[Dataset records Boundary: Start]

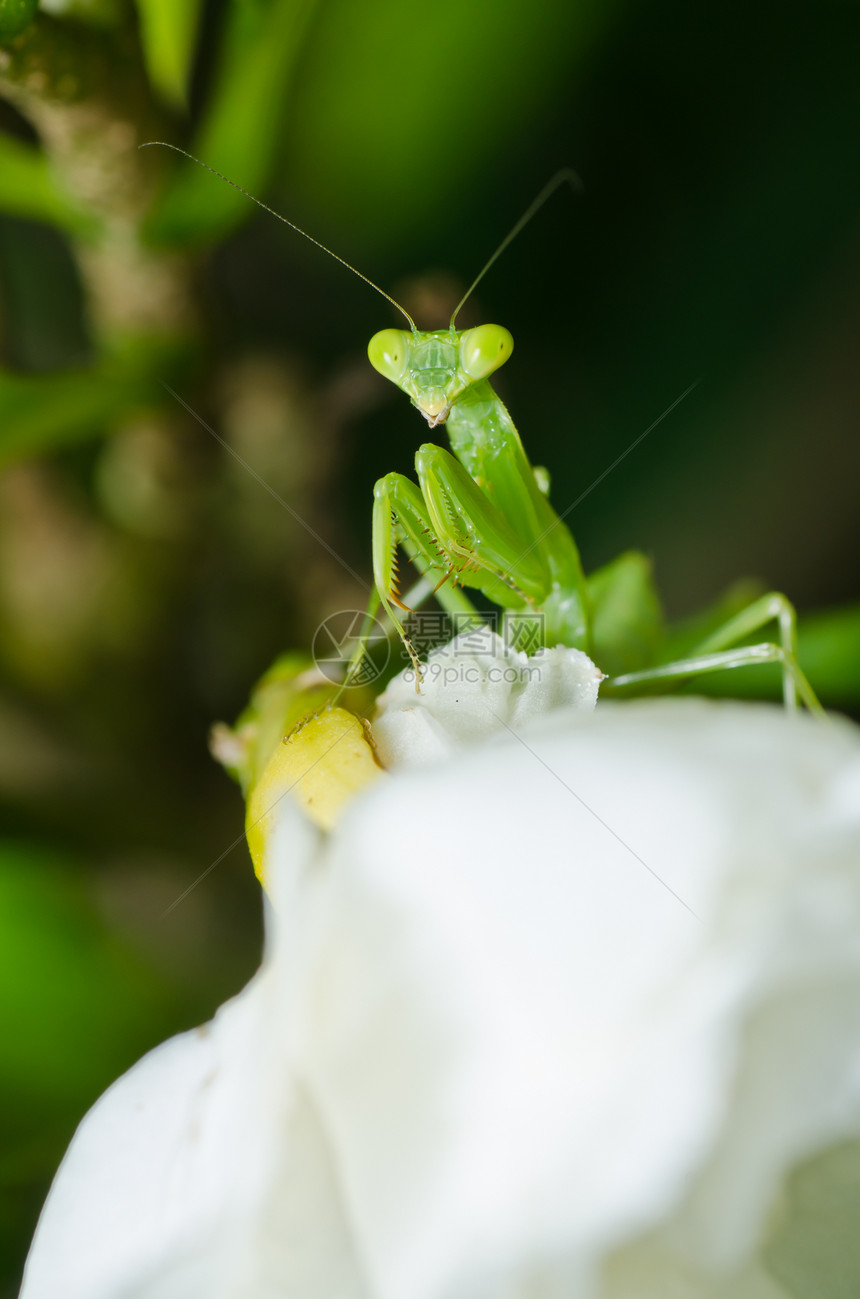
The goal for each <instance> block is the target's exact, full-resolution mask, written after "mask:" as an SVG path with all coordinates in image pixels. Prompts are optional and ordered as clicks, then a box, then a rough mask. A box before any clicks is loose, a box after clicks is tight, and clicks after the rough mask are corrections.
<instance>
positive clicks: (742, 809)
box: [22, 678, 860, 1299]
mask: <svg viewBox="0 0 860 1299" xmlns="http://www.w3.org/2000/svg"><path fill="white" fill-rule="evenodd" d="M553 679H555V678H553ZM457 688H460V686H457ZM464 688H465V690H466V696H465V698H470V696H469V695H468V683H464ZM483 688H485V687H483V686H481V690H483ZM396 696H398V690H396V688H395V691H394V692H390V696H388V703H387V712H390V713H391V712H392V709H394V712H396V711H399V709H400V707H401V705H403V707H407V705H405V704H404V703H403V699H399V700H398V698H396ZM496 703H498V701H496ZM448 704H449V700H448ZM448 704H443V705H440V708H442V709H443V711H444V708H447V707H448ZM409 707H413V708H414V699H413V700H412V701H411V705H409ZM418 707H420V708H429V711H430V713H431V718H433V720H435V721H436V722H438V721H439V713H438V712H436V711H435V705H431V704H430V695H429V692H427V701H426V703H425V704H418ZM494 711H495V712H496V714H498V721H496V726H495V729H494V733H492V734H491V735H488V737H487V738H486V739H483V740H475V742H474V743H472V744H470V746H465V747H462V748H460V750H459V751H456V752H453V753H451V752H448V753H447V755H446V756H443V757H440V759H439V760H438V761H435V763H433V761H430V760H429V759H427V757H426V753H425V755H424V759H422V764H424V765H421V766H417V768H414V769H400V770H394V772H392V773H391V776H390V778H388V779H386V781H379V782H377V783H374V785H373V786H372V787H369V788H368V790H366V791H365V792H362V794H361V795H360V796H357V798H356V799H355V801H353V803H352V804H351V807H349V808H348V811H347V813H346V816H344V817H343V820H342V821H340V824H339V826H338V827H336V830H335V831H334V833H333V834H331V835H327V837H326V835H323V834H322V833H320V831H317V830H316V829H314V827H313V826H312V825H310V824H309V822H308V821H307V820H305V818H304V816H303V813H301V812H300V811H299V809H297V808H296V807H294V805H292V804H290V805H288V807H287V805H286V800H285V807H283V813H282V816H281V818H279V824H278V827H277V830H275V831H274V834H273V837H272V839H270V842H269V847H268V853H266V879H268V881H269V885H270V892H272V896H273V905H274V918H270V927H269V940H268V950H266V959H265V961H264V965H262V969H261V972H260V974H259V976H257V977H256V978H255V979H253V981H252V983H251V985H249V986H248V987H247V989H246V990H244V991H243V992H242V994H240V995H239V996H238V998H235V999H234V1000H233V1002H231V1003H229V1004H227V1005H225V1007H223V1008H222V1009H221V1012H220V1013H218V1016H217V1017H216V1020H214V1021H213V1024H212V1025H210V1026H208V1028H207V1029H205V1030H199V1031H197V1033H191V1034H184V1035H182V1037H179V1038H175V1039H173V1040H171V1042H169V1043H166V1044H165V1046H162V1047H160V1048H157V1050H156V1051H153V1052H152V1053H151V1055H149V1056H147V1057H145V1059H144V1060H143V1061H142V1063H140V1064H139V1065H136V1066H135V1068H134V1069H133V1070H131V1072H130V1073H129V1074H126V1077H125V1078H122V1079H120V1082H118V1083H116V1085H114V1087H112V1089H110V1091H108V1092H107V1095H105V1096H104V1098H103V1099H101V1100H100V1102H99V1103H97V1104H96V1107H95V1108H94V1109H92V1111H91V1113H90V1115H88V1116H87V1118H84V1121H83V1124H82V1126H81V1129H79V1131H78V1135H77V1137H75V1139H74V1142H73V1144H71V1147H70V1151H69V1154H68V1156H66V1160H65V1163H64V1165H62V1167H61V1169H60V1173H58V1176H57V1181H56V1183H55V1187H53V1190H52V1192H51V1196H49V1199H48V1203H47V1205H45V1211H44V1213H43V1218H42V1222H40V1226H39V1231H38V1234H36V1239H35V1243H34V1248H32V1252H31V1256H30V1261H29V1268H27V1276H26V1282H25V1289H23V1291H22V1299H199V1296H207V1299H234V1296H235V1299H264V1296H265V1299H275V1296H279V1299H282V1296H290V1299H292V1296H295V1299H352V1296H356V1299H357V1296H361V1299H538V1296H539V1299H598V1296H599V1299H705V1296H707V1299H717V1296H720V1299H729V1296H731V1299H779V1296H782V1299H785V1296H795V1299H808V1296H813V1295H815V1296H816V1299H846V1296H848V1295H855V1294H859V1293H860V1244H859V1243H857V1230H856V1221H857V1220H859V1215H860V742H859V739H857V734H856V731H855V729H854V727H851V726H848V725H847V724H831V725H822V724H816V722H813V721H812V720H809V718H805V717H802V718H794V720H792V718H790V717H787V716H785V714H783V713H781V712H779V711H777V709H772V708H768V707H756V705H740V704H705V703H700V701H694V700H687V701H683V700H678V701H669V703H666V701H642V703H633V704H629V703H627V704H607V703H603V704H600V707H599V708H598V709H596V711H595V712H594V713H592V714H587V713H583V712H581V711H579V712H577V711H574V709H570V708H553V711H551V712H547V713H546V714H544V716H538V714H539V713H540V708H539V707H538V705H535V707H534V709H533V714H531V721H527V722H525V724H522V726H521V727H518V726H517V725H514V724H513V720H512V714H511V713H509V712H508V711H507V705H505V703H504V700H501V703H500V704H499V707H498V708H496V707H495V704H494ZM405 725H407V726H412V725H413V722H412V721H408V722H407V724H405ZM386 726H388V729H390V731H391V734H392V735H394V737H395V738H394V739H392V740H391V743H392V744H394V746H395V748H396V725H395V722H394V721H392V716H390V717H388V721H387V722H385V724H383V726H382V730H383V731H385V730H386ZM456 729H457V727H456V722H453V721H452V720H451V714H449V708H448V712H447V713H444V730H446V731H448V733H449V735H452V737H456ZM405 743H407V748H408V747H409V744H411V743H412V740H407V742H405Z"/></svg>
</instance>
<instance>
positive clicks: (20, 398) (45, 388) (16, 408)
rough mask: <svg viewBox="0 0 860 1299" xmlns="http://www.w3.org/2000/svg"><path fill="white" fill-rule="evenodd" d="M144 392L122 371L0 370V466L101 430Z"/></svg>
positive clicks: (118, 370) (143, 394)
mask: <svg viewBox="0 0 860 1299" xmlns="http://www.w3.org/2000/svg"><path fill="white" fill-rule="evenodd" d="M145 397H147V390H145V387H144V382H143V381H138V382H135V379H134V378H133V377H131V378H130V377H129V374H126V373H123V372H120V370H107V369H103V370H74V372H68V373H62V374H47V375H29V374H25V375H22V374H9V373H4V372H0V465H4V464H6V462H9V461H12V460H17V459H19V457H22V456H34V455H38V453H40V452H44V451H51V449H53V448H55V447H62V446H66V444H69V443H73V442H78V440H79V439H83V438H91V436H95V435H97V434H100V433H104V431H105V429H107V426H108V423H109V422H110V421H112V420H113V418H114V417H117V416H118V414H120V413H121V412H125V410H127V409H129V407H130V405H133V404H134V403H135V400H136V401H143V400H145Z"/></svg>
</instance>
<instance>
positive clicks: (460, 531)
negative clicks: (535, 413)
mask: <svg viewBox="0 0 860 1299" xmlns="http://www.w3.org/2000/svg"><path fill="white" fill-rule="evenodd" d="M170 147H173V145H170ZM178 152H183V151H181V149H179V151H178ZM188 156H190V155H188ZM194 161H197V160H196V158H195V160H194ZM201 165H204V166H205V164H201ZM209 170H212V169H209ZM216 174H217V175H220V173H216ZM570 175H572V174H570V173H559V175H557V177H555V178H553V179H552V181H551V182H550V184H548V186H546V187H544V190H543V191H542V194H540V195H539V196H538V199H537V200H535V203H533V204H531V207H530V208H529V210H527V212H526V213H525V216H524V217H522V218H521V220H520V222H517V225H516V226H514V229H513V230H512V231H511V234H509V235H508V236H507V238H505V240H503V243H501V244H500V246H499V248H498V249H496V252H495V253H494V255H492V257H491V259H490V261H488V262H487V264H486V266H485V268H483V270H482V271H481V274H479V275H478V278H477V279H475V282H474V283H473V284H472V287H470V288H469V292H468V294H466V295H465V297H468V296H469V294H470V292H472V290H473V288H474V287H475V284H477V283H478V281H479V279H481V278H482V277H483V274H485V273H486V270H487V269H488V268H490V266H491V265H492V262H494V261H495V260H496V257H498V256H499V253H500V252H501V251H503V249H504V248H505V247H507V244H508V243H509V242H511V239H512V238H513V236H514V235H516V234H517V233H518V231H520V230H521V229H522V226H524V225H525V223H526V222H527V221H529V220H530V218H531V216H533V214H534V212H537V209H538V208H539V207H540V204H542V203H543V201H544V200H546V197H547V196H548V195H550V194H551V192H552V191H553V190H555V188H556V187H557V186H559V184H560V183H561V181H564V179H570ZM221 179H226V178H225V177H221ZM227 183H230V184H233V183H234V182H227ZM236 188H239V187H236ZM243 192H244V191H243ZM248 197H253V196H252V195H248ZM253 201H255V203H260V200H257V199H255V200H253ZM260 205H261V207H264V208H266V205H265V204H260ZM266 210H269V212H272V209H270V208H266ZM273 214H274V216H277V217H278V218H279V220H281V221H285V222H286V223H287V225H290V226H291V227H292V229H294V230H297V231H299V234H303V235H305V238H308V239H310V240H312V242H313V243H317V240H316V239H313V238H312V236H310V235H307V234H305V231H304V230H300V229H299V227H297V226H295V225H294V223H292V222H290V221H287V220H286V218H285V217H281V216H279V213H273ZM318 247H322V246H321V244H318ZM325 251H326V252H329V249H325ZM331 256H334V257H335V259H336V260H338V261H342V262H343V259H340V257H338V255H336V253H331ZM343 264H344V265H347V266H348V262H343ZM349 269H351V270H355V268H352V266H349ZM356 274H359V275H360V278H361V279H365V281H366V282H368V283H372V281H368V279H366V277H365V275H361V273H360V271H356ZM372 287H373V288H375V290H377V292H379V294H382V296H385V297H386V299H388V301H391V303H392V304H394V305H395V307H396V308H398V310H399V312H400V313H401V314H403V316H404V317H405V320H407V322H408V326H409V329H385V330H382V331H381V333H378V334H375V335H374V336H373V338H372V340H370V344H369V348H368V353H369V359H370V362H372V364H373V366H374V368H375V369H377V370H378V372H379V373H381V374H383V375H385V377H386V378H387V379H390V381H391V382H394V383H396V386H398V387H399V388H400V390H401V391H403V392H404V394H405V395H407V396H408V397H409V399H411V401H412V404H413V405H414V407H416V408H417V409H418V410H420V412H421V414H422V416H424V417H425V420H426V421H427V423H429V426H430V427H431V429H436V427H439V426H440V425H444V426H446V431H447V435H448V440H449V446H451V449H449V451H448V449H446V448H443V447H439V446H436V444H434V443H429V442H427V443H424V444H422V446H420V448H418V451H417V453H416V477H417V483H416V482H412V481H411V479H409V478H407V477H404V475H403V474H396V473H390V474H386V475H385V477H383V478H381V479H379V482H378V483H377V485H375V488H374V501H373V574H374V583H375V592H374V596H373V599H372V604H370V609H369V613H368V618H369V620H370V618H372V617H373V613H374V612H375V609H377V608H378V605H379V603H381V604H382V605H383V608H385V609H386V612H387V613H388V616H390V618H391V620H392V622H394V625H395V627H396V629H398V631H399V634H400V637H401V638H403V642H404V646H405V648H407V651H408V653H409V656H411V659H412V662H413V666H414V670H416V688H418V690H420V686H421V665H420V661H418V655H417V652H416V649H414V647H413V646H412V642H411V639H409V634H408V627H407V617H405V616H408V614H409V613H411V612H412V609H411V607H409V605H408V603H407V599H404V596H403V595H401V592H400V586H399V577H398V549H399V548H401V549H404V551H405V553H407V555H408V556H409V559H411V560H412V561H413V562H414V565H416V566H417V568H418V570H420V573H421V574H422V575H424V577H425V578H426V579H429V583H430V587H431V588H434V590H435V595H436V598H438V600H439V603H440V604H442V605H443V608H446V609H448V611H449V612H452V613H468V612H473V613H474V612H475V611H474V607H473V605H472V603H470V601H469V599H468V598H466V595H465V590H472V591H477V592H479V594H481V595H482V596H483V598H485V599H487V600H490V601H492V603H494V604H496V605H498V607H499V608H500V609H501V611H503V613H504V627H505V633H507V634H508V635H509V637H511V638H512V640H513V643H514V644H517V639H518V631H520V630H521V629H522V627H524V626H525V625H526V624H527V625H529V631H530V635H529V648H530V649H538V648H542V647H552V646H557V644H564V646H570V647H573V648H578V649H583V651H585V652H586V653H588V655H591V657H592V659H594V660H595V662H596V664H598V666H599V668H601V669H603V670H604V672H605V673H607V677H608V679H607V681H605V683H604V686H603V687H601V692H605V691H607V690H608V691H609V692H625V694H630V692H634V694H635V692H644V691H653V690H655V688H663V687H665V686H666V685H669V683H672V682H677V681H681V679H685V678H690V677H696V675H700V674H703V673H711V672H717V670H725V669H730V668H738V666H744V665H750V664H760V662H777V664H778V665H779V666H781V669H782V679H783V698H785V703H786V705H787V707H789V708H790V709H795V708H796V707H798V700H802V701H803V703H804V704H805V705H807V707H808V708H809V709H812V711H815V712H820V711H821V709H820V704H818V701H817V699H816V696H815V692H813V691H812V687H811V686H809V682H808V681H807V678H805V675H804V674H803V672H802V669H800V666H799V664H798V657H796V631H795V613H794V608H792V605H791V604H790V603H789V600H787V599H786V598H785V596H783V595H781V594H778V592H770V594H768V595H764V596H761V598H759V599H756V600H753V601H752V603H751V604H750V605H748V607H747V608H746V609H742V611H740V612H738V613H735V614H734V616H733V617H730V618H729V620H727V621H725V622H724V624H722V625H721V626H718V627H716V629H711V630H709V633H708V635H707V637H705V638H703V639H702V640H699V643H695V644H692V646H691V647H689V649H687V651H686V652H685V653H683V655H682V656H679V657H672V656H669V657H668V660H666V659H665V656H664V657H663V659H661V655H660V649H659V639H660V637H659V635H657V634H655V633H659V630H660V629H659V627H657V626H656V624H657V621H659V613H657V601H656V595H655V592H653V588H652V586H651V574H650V565H648V562H647V561H646V560H644V557H643V556H640V555H638V553H635V552H629V553H626V555H622V556H621V557H620V559H618V560H616V561H614V562H613V564H609V565H607V566H605V568H604V569H601V570H599V572H598V573H595V574H592V575H591V577H588V578H586V575H585V574H583V570H582V564H581V560H579V553H578V551H577V546H575V542H574V539H573V535H572V533H570V530H569V529H568V526H566V523H565V521H564V514H559V513H556V511H555V509H553V507H552V505H551V504H550V499H548V477H547V474H546V470H542V469H538V468H535V466H533V465H531V464H530V461H529V459H527V456H526V452H525V449H524V446H522V442H521V438H520V434H518V433H517V429H516V426H514V423H513V420H512V418H511V414H509V413H508V410H507V409H505V407H504V404H503V403H501V400H500V399H499V396H498V395H496V392H495V391H494V388H492V386H491V383H490V377H491V375H492V374H494V373H495V372H496V370H498V369H499V368H500V366H501V365H503V364H504V362H505V361H507V360H508V359H509V356H511V353H512V351H513V338H512V336H511V334H509V333H508V330H507V329H504V327H503V326H500V325H479V326H477V327H474V329H466V330H457V329H456V327H455V322H456V316H457V313H459V310H460V307H462V301H465V297H464V299H462V301H461V303H460V305H459V307H457V309H456V310H455V313H453V316H452V318H451V322H449V325H448V327H447V329H440V330H431V331H422V330H418V329H417V327H416V325H414V321H413V320H412V317H411V316H409V314H408V312H405V310H404V308H403V307H400V305H399V304H398V303H395V301H394V299H391V297H390V296H388V294H386V292H385V291H383V290H379V288H378V286H375V284H373V283H372ZM426 586H427V583H426V582H425V590H426ZM475 617H477V613H475ZM770 624H773V625H776V629H777V634H776V638H774V639H769V640H763V642H760V643H757V644H748V643H747V642H748V640H750V638H751V637H755V635H756V634H757V633H760V631H761V629H764V627H766V626H768V625H770ZM535 633H537V634H535ZM364 648H365V647H364V643H362V640H361V639H360V642H359V644H357V646H356V651H355V653H353V659H352V666H353V668H355V665H356V664H359V662H360V661H361V657H362V653H364ZM346 685H349V674H348V675H347V681H346V682H344V686H346Z"/></svg>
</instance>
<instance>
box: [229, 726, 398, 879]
mask: <svg viewBox="0 0 860 1299" xmlns="http://www.w3.org/2000/svg"><path fill="white" fill-rule="evenodd" d="M379 776H382V769H381V768H379V766H378V764H377V761H375V757H374V755H373V747H372V744H370V740H369V738H368V733H366V731H365V726H364V724H362V722H361V720H360V718H359V717H356V716H355V713H349V712H347V709H346V708H325V709H323V711H322V712H320V713H316V714H313V716H312V717H309V718H307V721H304V722H300V724H299V725H297V726H296V727H295V730H292V731H290V734H288V735H286V737H285V739H283V742H282V743H281V744H277V746H275V750H274V752H273V755H272V757H270V759H269V761H268V763H266V765H265V768H264V770H262V774H261V777H260V779H259V781H257V782H256V785H255V786H253V787H252V790H251V791H249V795H248V807H247V814H246V837H247V839H248V848H249V850H251V859H252V861H253V869H255V872H256V874H257V878H259V879H260V882H261V883H264V882H265V881H264V878H262V859H264V851H265V843H266V838H268V835H269V833H270V831H272V829H273V827H274V825H275V820H277V809H278V804H279V803H281V800H282V799H283V798H286V796H290V798H291V799H295V801H296V803H297V804H299V805H300V807H301V808H304V811H305V812H307V814H308V816H309V817H310V820H312V821H314V822H316V825H318V826H320V827H321V829H323V830H331V829H333V826H335V825H336V822H338V821H339V818H340V814H342V812H343V811H344V808H346V805H347V804H348V803H349V800H351V799H352V798H353V796H355V795H356V794H357V792H359V791H360V790H362V788H364V787H365V786H366V785H369V783H370V782H372V781H375V779H377V778H378V777H379Z"/></svg>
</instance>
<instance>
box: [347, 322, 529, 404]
mask: <svg viewBox="0 0 860 1299" xmlns="http://www.w3.org/2000/svg"><path fill="white" fill-rule="evenodd" d="M512 352H513V338H512V336H511V334H509V331H508V330H507V329H504V327H503V326H501V325H478V326H477V327H475V329H466V330H455V329H447V330H434V331H430V333H422V331H421V330H414V333H409V331H408V330H403V329H383V330H381V331H379V334H374V335H373V338H372V339H370V343H369V346H368V357H369V360H370V364H372V365H373V368H374V369H375V370H378V372H379V374H383V375H385V377H386V379H391V382H392V383H396V385H398V387H399V388H401V391H403V392H405V394H407V396H408V397H409V399H411V400H412V404H413V405H416V407H417V408H418V410H421V414H422V416H424V417H425V420H426V421H427V423H429V425H430V427H431V429H434V427H435V426H436V425H438V423H444V422H446V420H447V418H448V414H449V413H451V407H452V405H453V404H455V401H457V399H459V397H460V396H462V394H464V392H465V391H466V388H469V387H472V385H473V383H479V382H481V381H482V379H487V378H488V377H490V375H491V374H492V373H494V370H498V369H499V366H500V365H504V362H505V361H507V360H508V357H509V356H511V353H512Z"/></svg>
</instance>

[Dataset records Boundary: End]

▶ [Problem requirements] Copy the data word for word, starting at the beginning and ending with the line that contains "box: [22, 678, 860, 1299]". Don't include the pictures.

▶ [Exercise output]
The goal for each <instance> block is the target's exact, full-resolution mask, written after "mask:" as an SVG path with all coordinates in image pixels. Prompts are optional and ordered as clicks, then a box, then a rough mask. A box before any clicks is loose, a box after clicks is tight, and clicks after the rough mask are corrections.
<instance>
positive clicks: (742, 809)
box: [22, 678, 860, 1299]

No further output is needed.